» Supplied data
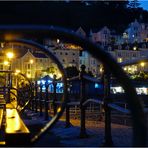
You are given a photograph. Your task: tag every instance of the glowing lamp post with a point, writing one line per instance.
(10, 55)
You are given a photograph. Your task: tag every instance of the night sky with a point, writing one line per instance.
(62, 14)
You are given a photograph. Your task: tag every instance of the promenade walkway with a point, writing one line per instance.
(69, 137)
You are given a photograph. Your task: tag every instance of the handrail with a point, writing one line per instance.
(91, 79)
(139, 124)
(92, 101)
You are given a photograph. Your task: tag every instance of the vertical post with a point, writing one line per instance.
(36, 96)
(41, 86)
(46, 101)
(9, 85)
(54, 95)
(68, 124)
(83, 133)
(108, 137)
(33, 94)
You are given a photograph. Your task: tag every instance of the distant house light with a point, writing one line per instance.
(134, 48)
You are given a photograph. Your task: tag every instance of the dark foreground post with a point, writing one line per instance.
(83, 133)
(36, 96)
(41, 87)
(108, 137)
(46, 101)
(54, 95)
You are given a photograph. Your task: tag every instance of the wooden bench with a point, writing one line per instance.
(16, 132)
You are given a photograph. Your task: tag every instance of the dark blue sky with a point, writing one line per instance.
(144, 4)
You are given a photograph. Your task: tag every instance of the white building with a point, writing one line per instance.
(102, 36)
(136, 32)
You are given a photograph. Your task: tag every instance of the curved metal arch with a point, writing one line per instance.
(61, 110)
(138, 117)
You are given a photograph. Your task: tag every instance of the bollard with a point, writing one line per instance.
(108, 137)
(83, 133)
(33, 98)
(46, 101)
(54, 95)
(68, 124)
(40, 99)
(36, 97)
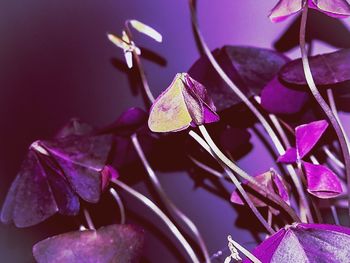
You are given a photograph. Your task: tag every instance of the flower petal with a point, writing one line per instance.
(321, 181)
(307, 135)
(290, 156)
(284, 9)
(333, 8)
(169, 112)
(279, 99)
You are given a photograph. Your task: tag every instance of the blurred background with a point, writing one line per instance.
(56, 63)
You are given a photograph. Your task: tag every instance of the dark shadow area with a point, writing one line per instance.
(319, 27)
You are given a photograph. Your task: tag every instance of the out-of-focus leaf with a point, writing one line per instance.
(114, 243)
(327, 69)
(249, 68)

» Work required
Return all of the data exactly as written, and drop the pictures.

» Finished exercise
You are given a photograph. Your task: tag every instance of the glowing lamp post with a point, writing one line per instance.
(10, 55)
You are given a photograph. Your task: tag every instance of the night sky with a point, writing one line per instance.
(62, 14)
You are given a photograph. Your task: tag every instance of the promenade walkway with a point, writing one line per instance.
(69, 137)
You are given a photograph. Your task: tag every instance of the handrail with a point, writing one line per instance.
(91, 79)
(139, 124)
(92, 101)
You are given a photograph. Your task: tag every instance of the vertical post with a point, writing one line per instance.
(36, 96)
(41, 86)
(46, 101)
(9, 85)
(54, 95)
(68, 124)
(83, 133)
(108, 137)
(33, 94)
You are given a photograph. Your task: tag every instance of the distant house light with a point, writing one line per instance.
(134, 48)
You are given a photograph. Your task: tag every instance of the dark foreground post with a point, writing one line per instance.
(83, 133)
(36, 96)
(41, 87)
(108, 137)
(46, 101)
(54, 95)
You are given a photograph. Your task: tag every instance of the wooden bench with a point, writing one line per instance.
(16, 132)
You are given a photograph. Your task: tag every instance of the dark blue sky with a point, writing one line per instance.
(144, 4)
You are given a photograph. Your task: tag every instance of the white building with a point, writing one line per instance.
(102, 36)
(136, 32)
You are given a photograph. Your task: tag every instance of the curved metal arch with a point, writing one line per instance.
(61, 110)
(138, 117)
You are given a photograph. Your task: tag every instance of the bollard with a point, writing one line per instance.
(108, 137)
(83, 133)
(33, 98)
(46, 101)
(54, 95)
(68, 124)
(40, 99)
(36, 97)
You are given a photograph. Your task: tag every instance of the flower petal with a point, writing one line per instance.
(321, 181)
(307, 135)
(290, 156)
(284, 9)
(333, 8)
(169, 112)
(279, 99)
You are given a photograph. Your task: tag every instance of the blurred background with a point, writing one line per instance.
(56, 63)
You are given a photograph. Your task: tag every instance of the dark shadow area with a point, writing one line per instance.
(319, 27)
You are given a photograph. Your task: tag every instance of the out-of-focus leaf with a point, writing one line per instance.
(114, 243)
(327, 69)
(249, 68)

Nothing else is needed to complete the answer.